### Your instructions:
Retype the portion of the research interests text starting at "Unilever Logo" and ending at "England in 1939.", keeping every word and mark unchanged.

### Quoted passage:
··········
Research Interests

Following the success of my book, ‘The Other Schindlers’, various other related topics have emerged which I am currently pursuing. They are briefly listed below. If anyone knows anything about these topics or can offer additional information, I would be really pleased to hear from them.

Unilever

Unilever Logo

Someone who had read my book wrote to me and said her friend’s family had been saved by Unilever. She said that the family from Hungary were called Gyarfas and the father had business connections with the Anglo- Dutch company Unilever. I was told that Unilever invited him to a business conference in London and the whole family (wife and two daughters) were able to come to England in 1939.

Subsequently I have been able to speak to one of Mr. Gyarfas’ daughters who was born in 1919. She has told me that her father owned his own salami factory in Budapest but in 1929 he was employed by Unilever to set up a salami factory for them in Berlin. As life became more difficult for Jews in Germany in the 1930s, he was moved to Holland by Unilever around 1937/8 and then in 1939 they got him and his family papers to permit arrival in England. His daughter told me today (7 July 2011) that Unilever saved them all from the Holocaust.

I had initially contacted Unilever who had no record of such a conference, although their Archivist told me that one of the founding companies of Unilever, the Van den Bergh family were Jewish and ‘they may have assisted individuals in a personal capacity’. I will now go back to them with this new information. I should be glad to know more if anyone can help with this topic.

Professional Sponsorship

On a Cruise in October 2010 one of the passengers, Sue Vivian, told me about her pharmacist Father, John Randall Pritchard 1903 – 1974. Apparently he participated in a scheme where people were paid £100 to rescue a Jew of the same profession from occupied Europe and bring them to England. He brought a man called William (surname unknown) and his wife to England from Austria and gave him a job in his pharmacy shop in Notting Hill, London. William was in his fifties when he arrived in the UK and worked for John Pritchard until he retired in the 1950s. Sue last saw William and his wife in 1958 when they lived in a flat in West London.
··········
Extracted data entries
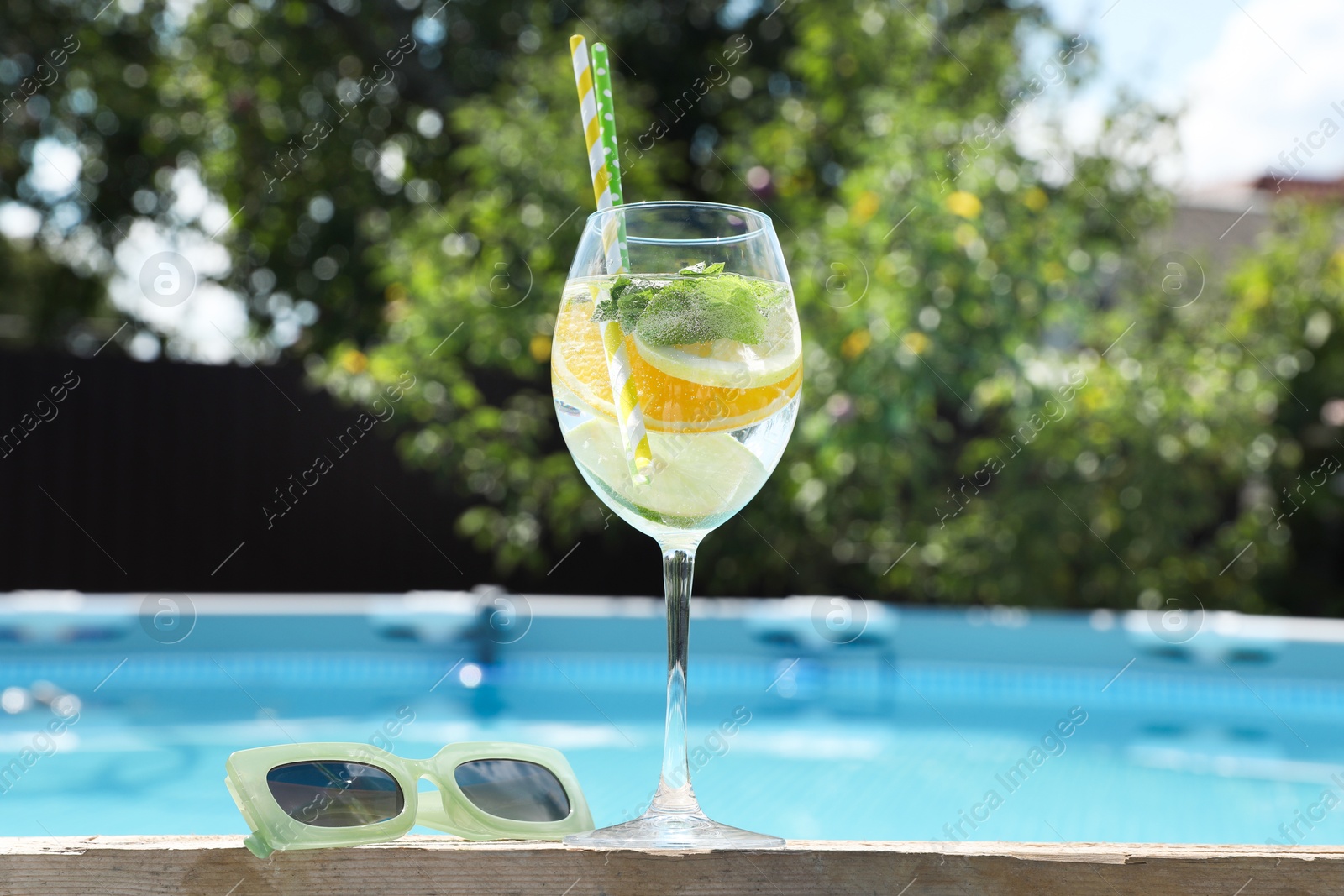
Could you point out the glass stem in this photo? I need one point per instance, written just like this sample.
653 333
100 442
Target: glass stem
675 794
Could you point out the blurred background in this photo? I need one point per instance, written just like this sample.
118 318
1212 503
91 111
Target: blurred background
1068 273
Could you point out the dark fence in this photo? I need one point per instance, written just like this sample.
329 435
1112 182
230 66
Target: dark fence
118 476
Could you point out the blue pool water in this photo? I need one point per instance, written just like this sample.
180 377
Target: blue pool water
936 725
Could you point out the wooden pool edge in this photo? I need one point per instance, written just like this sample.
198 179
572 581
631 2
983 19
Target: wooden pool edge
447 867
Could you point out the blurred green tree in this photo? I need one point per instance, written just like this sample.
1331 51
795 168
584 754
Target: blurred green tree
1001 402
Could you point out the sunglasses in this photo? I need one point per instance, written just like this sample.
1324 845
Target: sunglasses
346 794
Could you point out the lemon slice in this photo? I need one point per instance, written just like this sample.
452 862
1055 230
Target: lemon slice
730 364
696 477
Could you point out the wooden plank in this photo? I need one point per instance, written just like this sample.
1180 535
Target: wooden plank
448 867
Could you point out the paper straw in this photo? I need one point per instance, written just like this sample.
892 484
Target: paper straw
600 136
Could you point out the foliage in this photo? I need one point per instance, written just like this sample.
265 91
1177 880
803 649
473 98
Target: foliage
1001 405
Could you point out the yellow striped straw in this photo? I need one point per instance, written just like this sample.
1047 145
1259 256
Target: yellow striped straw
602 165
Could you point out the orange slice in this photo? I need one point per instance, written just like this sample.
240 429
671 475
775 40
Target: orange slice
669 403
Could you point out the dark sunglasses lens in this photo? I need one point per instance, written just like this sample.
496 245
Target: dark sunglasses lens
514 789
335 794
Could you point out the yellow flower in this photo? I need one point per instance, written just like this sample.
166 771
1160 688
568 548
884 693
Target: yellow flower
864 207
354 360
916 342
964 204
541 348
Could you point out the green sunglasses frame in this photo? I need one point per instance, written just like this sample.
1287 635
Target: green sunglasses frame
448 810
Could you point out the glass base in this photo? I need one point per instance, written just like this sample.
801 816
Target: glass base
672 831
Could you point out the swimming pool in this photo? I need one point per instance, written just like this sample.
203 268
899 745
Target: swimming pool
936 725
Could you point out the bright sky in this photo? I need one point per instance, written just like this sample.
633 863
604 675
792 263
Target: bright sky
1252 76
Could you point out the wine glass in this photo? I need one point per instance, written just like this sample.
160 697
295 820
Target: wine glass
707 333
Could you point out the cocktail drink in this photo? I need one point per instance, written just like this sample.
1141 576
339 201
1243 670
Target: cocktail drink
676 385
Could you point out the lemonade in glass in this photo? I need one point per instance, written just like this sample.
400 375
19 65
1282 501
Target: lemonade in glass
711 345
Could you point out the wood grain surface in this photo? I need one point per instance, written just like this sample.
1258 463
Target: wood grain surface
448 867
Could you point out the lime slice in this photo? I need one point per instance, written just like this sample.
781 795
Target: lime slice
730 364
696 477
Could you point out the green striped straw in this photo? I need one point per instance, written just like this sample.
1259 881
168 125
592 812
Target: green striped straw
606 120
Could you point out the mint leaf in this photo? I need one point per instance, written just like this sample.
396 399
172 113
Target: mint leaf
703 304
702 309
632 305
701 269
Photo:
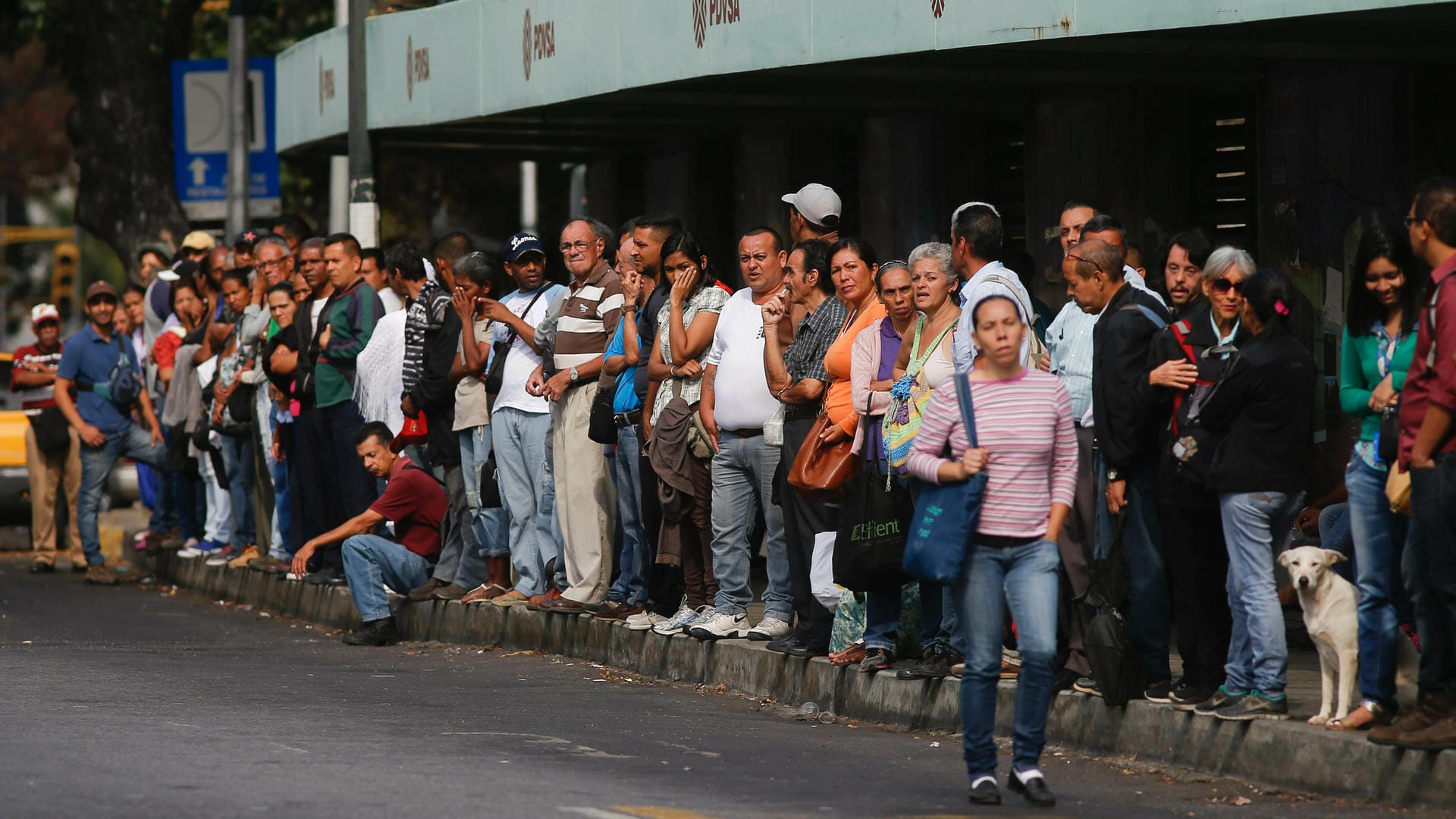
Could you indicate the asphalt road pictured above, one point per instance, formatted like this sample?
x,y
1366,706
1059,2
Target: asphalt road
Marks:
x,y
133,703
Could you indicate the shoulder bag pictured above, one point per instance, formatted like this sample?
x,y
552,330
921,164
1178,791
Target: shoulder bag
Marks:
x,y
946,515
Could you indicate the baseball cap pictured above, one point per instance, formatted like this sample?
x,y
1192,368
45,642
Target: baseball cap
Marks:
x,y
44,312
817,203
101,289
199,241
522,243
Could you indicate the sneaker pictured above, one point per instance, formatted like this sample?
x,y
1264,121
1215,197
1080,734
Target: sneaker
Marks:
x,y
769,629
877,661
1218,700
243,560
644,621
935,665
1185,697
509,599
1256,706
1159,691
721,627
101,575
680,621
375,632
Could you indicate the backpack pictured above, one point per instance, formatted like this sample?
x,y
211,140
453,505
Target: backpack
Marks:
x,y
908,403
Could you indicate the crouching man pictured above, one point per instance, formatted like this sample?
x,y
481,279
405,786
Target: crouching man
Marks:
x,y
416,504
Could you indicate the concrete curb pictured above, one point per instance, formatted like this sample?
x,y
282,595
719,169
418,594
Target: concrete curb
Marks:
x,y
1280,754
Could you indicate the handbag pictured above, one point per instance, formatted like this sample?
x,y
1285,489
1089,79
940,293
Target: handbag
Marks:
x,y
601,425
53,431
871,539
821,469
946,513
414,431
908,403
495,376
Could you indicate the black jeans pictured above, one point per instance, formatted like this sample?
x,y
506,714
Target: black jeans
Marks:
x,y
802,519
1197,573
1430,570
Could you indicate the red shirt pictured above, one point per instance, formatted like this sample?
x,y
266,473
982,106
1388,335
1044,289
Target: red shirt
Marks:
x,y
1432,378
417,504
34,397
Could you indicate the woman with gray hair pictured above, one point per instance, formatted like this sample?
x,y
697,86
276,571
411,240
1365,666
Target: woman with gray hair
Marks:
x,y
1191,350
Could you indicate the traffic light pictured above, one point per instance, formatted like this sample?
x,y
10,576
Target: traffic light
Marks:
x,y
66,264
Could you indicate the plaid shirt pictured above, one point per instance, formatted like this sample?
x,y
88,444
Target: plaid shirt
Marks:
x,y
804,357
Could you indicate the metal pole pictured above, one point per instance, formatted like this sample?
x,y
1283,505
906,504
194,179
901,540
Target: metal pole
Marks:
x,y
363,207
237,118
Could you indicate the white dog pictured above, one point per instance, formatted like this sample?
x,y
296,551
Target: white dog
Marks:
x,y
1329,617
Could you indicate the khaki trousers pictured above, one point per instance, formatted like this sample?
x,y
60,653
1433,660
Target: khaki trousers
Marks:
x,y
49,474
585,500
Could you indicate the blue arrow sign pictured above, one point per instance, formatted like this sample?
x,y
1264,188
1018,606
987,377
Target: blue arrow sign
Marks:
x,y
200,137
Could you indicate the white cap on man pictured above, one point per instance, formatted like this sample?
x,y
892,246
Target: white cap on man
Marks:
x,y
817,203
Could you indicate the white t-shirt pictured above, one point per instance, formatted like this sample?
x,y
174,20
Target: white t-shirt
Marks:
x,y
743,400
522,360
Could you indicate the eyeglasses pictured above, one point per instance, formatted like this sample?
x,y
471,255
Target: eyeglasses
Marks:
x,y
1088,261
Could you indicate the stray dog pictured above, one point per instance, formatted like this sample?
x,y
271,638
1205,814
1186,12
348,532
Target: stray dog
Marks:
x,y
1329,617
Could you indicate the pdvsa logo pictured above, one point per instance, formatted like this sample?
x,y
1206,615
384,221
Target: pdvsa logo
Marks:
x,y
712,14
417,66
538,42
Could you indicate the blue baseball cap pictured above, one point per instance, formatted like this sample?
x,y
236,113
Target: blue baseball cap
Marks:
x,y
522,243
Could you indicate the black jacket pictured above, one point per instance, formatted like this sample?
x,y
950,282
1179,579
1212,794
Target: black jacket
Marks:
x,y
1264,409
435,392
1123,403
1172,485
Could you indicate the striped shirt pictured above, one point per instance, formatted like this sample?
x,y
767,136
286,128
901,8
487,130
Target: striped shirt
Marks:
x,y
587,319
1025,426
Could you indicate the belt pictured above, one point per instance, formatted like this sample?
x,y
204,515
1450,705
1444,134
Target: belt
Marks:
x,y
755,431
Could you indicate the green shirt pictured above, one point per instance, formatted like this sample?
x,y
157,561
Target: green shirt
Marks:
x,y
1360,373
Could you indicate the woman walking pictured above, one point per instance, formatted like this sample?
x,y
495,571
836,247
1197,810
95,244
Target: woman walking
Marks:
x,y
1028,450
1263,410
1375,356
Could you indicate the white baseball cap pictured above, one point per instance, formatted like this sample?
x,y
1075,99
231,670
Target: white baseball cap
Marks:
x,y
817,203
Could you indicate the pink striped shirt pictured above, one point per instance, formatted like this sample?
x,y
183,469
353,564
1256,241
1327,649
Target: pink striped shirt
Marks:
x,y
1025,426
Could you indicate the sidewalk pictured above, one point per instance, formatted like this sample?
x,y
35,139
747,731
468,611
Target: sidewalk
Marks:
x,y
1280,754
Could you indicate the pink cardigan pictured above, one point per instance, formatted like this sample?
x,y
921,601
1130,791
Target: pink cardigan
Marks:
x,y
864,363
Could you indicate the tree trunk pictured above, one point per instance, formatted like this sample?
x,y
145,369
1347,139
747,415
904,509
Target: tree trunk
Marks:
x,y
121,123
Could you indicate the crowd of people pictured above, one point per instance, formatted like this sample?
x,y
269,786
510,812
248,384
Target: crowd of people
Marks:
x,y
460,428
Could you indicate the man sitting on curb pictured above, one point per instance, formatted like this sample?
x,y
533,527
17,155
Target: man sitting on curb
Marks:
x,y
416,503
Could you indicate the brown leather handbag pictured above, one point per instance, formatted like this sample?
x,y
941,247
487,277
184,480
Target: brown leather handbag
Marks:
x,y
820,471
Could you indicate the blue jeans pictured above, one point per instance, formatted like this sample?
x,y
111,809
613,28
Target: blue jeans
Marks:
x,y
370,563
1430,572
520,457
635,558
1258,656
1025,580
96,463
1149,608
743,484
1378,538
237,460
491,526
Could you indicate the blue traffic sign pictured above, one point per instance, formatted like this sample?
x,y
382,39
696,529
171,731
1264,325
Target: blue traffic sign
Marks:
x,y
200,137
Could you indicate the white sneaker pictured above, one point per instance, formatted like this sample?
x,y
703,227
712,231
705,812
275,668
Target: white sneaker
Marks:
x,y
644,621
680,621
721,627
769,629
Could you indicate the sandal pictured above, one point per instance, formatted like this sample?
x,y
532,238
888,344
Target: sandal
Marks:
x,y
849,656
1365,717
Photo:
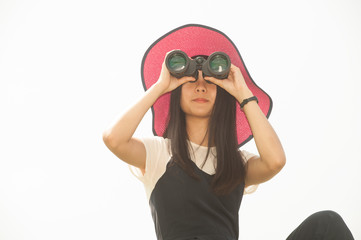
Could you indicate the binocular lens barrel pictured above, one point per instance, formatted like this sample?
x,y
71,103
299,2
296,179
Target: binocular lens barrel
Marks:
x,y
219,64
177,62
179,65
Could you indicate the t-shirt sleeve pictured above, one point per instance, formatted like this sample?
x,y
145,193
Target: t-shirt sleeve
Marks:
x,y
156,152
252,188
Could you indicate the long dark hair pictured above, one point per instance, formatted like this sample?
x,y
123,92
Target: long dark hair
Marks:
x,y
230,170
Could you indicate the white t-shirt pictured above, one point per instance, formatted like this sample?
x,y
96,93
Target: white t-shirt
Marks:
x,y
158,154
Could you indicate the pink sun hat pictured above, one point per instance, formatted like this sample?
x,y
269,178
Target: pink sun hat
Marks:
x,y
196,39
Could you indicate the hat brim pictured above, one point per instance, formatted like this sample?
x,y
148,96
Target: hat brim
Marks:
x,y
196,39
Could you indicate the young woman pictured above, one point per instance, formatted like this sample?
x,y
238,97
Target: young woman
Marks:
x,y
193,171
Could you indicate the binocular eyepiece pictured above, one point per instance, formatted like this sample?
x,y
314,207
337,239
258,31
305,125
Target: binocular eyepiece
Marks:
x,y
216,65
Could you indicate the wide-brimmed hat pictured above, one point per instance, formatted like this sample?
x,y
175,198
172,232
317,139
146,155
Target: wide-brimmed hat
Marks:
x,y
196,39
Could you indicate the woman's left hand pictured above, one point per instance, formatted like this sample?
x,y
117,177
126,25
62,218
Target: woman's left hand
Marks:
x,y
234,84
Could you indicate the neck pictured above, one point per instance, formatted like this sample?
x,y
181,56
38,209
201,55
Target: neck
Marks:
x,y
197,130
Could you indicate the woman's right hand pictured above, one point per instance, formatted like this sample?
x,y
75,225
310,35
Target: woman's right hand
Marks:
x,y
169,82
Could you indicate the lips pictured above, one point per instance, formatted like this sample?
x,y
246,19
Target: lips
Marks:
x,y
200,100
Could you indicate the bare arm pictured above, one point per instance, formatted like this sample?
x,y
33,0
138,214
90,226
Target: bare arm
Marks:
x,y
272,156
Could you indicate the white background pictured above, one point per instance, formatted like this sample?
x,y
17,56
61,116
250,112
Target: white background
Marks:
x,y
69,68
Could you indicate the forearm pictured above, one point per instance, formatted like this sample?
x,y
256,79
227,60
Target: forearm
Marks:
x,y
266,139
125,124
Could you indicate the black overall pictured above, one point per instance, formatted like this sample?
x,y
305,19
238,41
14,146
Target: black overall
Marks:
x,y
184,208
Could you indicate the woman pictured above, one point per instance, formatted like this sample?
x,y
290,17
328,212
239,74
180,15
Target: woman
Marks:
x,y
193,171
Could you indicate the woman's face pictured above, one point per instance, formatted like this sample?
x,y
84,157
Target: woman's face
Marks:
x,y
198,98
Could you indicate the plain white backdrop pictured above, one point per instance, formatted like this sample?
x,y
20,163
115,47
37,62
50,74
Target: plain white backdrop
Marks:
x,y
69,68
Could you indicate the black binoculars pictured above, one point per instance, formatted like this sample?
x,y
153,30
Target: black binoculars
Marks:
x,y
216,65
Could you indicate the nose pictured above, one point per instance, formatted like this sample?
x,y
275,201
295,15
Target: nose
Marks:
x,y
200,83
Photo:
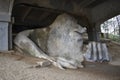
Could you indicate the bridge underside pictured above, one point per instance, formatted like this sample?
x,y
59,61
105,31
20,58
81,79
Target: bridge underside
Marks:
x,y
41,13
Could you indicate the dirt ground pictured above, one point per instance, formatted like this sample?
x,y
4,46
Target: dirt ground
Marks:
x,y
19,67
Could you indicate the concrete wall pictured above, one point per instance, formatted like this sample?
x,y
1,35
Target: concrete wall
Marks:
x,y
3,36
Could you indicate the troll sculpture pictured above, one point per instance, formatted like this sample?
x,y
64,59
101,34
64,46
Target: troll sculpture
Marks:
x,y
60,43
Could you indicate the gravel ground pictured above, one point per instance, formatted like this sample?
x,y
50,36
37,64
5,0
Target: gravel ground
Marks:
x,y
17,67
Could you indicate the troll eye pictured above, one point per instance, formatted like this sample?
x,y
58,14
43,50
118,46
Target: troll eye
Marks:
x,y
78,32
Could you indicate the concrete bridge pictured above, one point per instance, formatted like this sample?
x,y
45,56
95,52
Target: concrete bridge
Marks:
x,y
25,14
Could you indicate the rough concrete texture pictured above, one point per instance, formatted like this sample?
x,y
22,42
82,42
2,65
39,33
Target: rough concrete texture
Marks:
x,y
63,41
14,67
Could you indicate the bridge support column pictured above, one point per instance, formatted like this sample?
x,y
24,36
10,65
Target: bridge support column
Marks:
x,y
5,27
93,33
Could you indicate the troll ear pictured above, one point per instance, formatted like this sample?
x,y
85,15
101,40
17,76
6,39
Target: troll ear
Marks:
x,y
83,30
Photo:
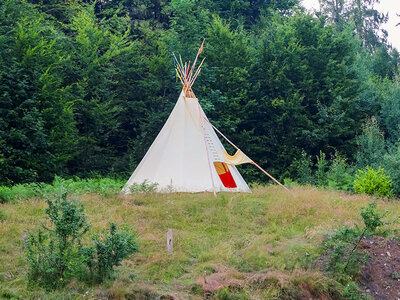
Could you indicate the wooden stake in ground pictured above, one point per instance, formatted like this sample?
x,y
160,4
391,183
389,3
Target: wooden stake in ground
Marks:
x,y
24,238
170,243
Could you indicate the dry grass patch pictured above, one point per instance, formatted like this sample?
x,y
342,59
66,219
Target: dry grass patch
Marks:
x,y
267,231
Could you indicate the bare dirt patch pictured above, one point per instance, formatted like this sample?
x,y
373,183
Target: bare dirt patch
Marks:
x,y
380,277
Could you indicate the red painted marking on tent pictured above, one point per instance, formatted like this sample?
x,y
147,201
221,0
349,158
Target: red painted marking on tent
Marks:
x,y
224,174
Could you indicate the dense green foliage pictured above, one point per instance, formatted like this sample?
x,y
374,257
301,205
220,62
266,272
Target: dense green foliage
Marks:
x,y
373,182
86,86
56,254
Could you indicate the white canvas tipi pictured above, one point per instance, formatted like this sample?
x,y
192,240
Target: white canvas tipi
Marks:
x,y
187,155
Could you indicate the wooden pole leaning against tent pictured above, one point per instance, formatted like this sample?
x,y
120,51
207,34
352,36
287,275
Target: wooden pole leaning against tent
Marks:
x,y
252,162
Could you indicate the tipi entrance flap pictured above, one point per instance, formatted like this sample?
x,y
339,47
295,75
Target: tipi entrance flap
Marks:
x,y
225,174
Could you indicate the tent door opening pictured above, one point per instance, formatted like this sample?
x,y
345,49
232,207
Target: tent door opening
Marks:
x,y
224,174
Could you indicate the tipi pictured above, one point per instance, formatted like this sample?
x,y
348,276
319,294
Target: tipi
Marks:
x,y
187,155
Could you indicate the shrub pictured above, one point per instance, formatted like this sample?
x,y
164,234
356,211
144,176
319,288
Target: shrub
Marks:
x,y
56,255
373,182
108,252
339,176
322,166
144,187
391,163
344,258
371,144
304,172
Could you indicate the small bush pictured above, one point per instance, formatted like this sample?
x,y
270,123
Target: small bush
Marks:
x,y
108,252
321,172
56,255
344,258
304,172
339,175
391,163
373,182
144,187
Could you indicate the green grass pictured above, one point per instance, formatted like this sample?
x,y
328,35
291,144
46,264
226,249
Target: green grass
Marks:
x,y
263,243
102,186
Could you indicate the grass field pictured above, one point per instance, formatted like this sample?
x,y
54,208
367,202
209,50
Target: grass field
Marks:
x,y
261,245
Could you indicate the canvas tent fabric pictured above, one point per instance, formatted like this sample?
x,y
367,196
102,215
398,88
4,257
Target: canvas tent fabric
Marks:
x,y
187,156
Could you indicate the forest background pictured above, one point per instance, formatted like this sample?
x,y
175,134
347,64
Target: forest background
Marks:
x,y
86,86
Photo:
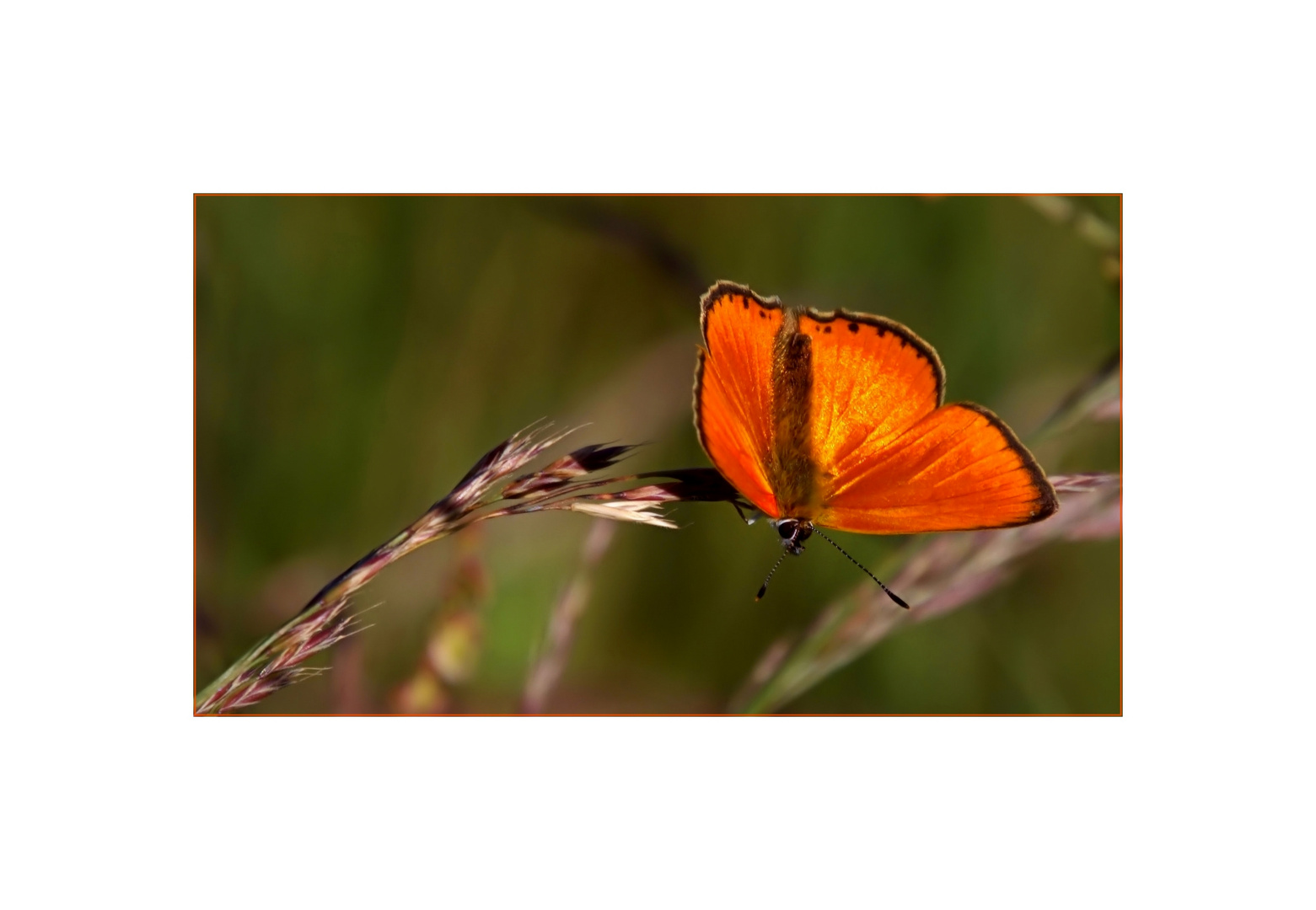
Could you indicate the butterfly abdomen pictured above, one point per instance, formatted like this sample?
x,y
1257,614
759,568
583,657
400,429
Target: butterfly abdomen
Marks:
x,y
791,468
··········
### Reply:
Unilever Logo

Someone who had read my book wrote to me and said her friend’s family had been saved by Unilever. She said that the family from Hungary were called Gyarfas and the father had business connections with the Anglo- Dutch company Unilever. I was told that Unilever invited him to a business conference in London and the whole family (wife and two daughters) were able to come to England in 1939.